■ **Dataset entries**:
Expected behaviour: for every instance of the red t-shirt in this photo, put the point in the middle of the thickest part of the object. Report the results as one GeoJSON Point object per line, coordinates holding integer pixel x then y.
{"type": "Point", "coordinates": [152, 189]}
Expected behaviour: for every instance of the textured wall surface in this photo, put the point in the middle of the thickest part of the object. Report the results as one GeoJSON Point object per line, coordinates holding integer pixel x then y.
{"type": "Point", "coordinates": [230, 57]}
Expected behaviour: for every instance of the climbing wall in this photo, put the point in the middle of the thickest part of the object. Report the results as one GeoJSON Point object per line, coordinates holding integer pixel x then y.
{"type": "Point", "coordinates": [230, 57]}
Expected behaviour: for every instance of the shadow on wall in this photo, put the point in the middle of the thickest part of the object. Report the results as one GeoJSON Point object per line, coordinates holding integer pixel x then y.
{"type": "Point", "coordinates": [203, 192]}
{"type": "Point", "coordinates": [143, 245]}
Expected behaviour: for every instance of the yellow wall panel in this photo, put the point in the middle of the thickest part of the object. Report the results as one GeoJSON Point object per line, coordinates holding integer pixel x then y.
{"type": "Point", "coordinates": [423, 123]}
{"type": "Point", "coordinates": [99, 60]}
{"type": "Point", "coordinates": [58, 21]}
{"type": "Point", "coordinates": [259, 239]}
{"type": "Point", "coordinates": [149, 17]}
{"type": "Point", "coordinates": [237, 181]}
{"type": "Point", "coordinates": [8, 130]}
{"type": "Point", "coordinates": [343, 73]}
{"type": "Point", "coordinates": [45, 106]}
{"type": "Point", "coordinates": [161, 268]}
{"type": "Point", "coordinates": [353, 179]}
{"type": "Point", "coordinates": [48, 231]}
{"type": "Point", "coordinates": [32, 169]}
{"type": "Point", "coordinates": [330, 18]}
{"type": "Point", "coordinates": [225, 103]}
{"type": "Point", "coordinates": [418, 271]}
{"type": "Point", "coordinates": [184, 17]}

■ **Task goal**:
Can you restate every record above word for word?

■ **Task output**:
Expected behaviour: for every instance of the red t-shirt in this photo, put the point in the middle of the thickest part of the object. Report the results as one GeoJSON Point object per line, coordinates holding integer pixel x then y.
{"type": "Point", "coordinates": [152, 189]}
Expected behaviour: for every instance of the textured wall surface in this photo, put the point in the middle of the thickest part of the object. Report the results as one GeoJSON Point object per line, coordinates holding integer pixel x then y.
{"type": "Point", "coordinates": [230, 57]}
Expected behaviour: for every instance of the climbing wall in this photo, put the point in the middle of the thickest part of the object. Report the results as one GeoJSON Point object per line, coordinates holding integer pixel x then y.
{"type": "Point", "coordinates": [230, 57]}
Expected behaviour: for every instance of the shadow on wall in this photo, put the point in the middle of the thickest part of the object. Report the results as one GeoJSON Point object per line, coordinates holding integer pixel x then y.
{"type": "Point", "coordinates": [203, 192]}
{"type": "Point", "coordinates": [143, 245]}
Expected behaviour: for every instance of the yellow wall panel in this photo, put the point in the middle of the thickest part of the object. Report the results as one GeoJSON Point object per line, coordinates holding integer pixel x then y.
{"type": "Point", "coordinates": [423, 123]}
{"type": "Point", "coordinates": [99, 60]}
{"type": "Point", "coordinates": [58, 21]}
{"type": "Point", "coordinates": [259, 239]}
{"type": "Point", "coordinates": [149, 17]}
{"type": "Point", "coordinates": [237, 181]}
{"type": "Point", "coordinates": [8, 130]}
{"type": "Point", "coordinates": [343, 73]}
{"type": "Point", "coordinates": [45, 106]}
{"type": "Point", "coordinates": [161, 268]}
{"type": "Point", "coordinates": [353, 179]}
{"type": "Point", "coordinates": [48, 231]}
{"type": "Point", "coordinates": [32, 169]}
{"type": "Point", "coordinates": [330, 18]}
{"type": "Point", "coordinates": [225, 103]}
{"type": "Point", "coordinates": [418, 271]}
{"type": "Point", "coordinates": [184, 17]}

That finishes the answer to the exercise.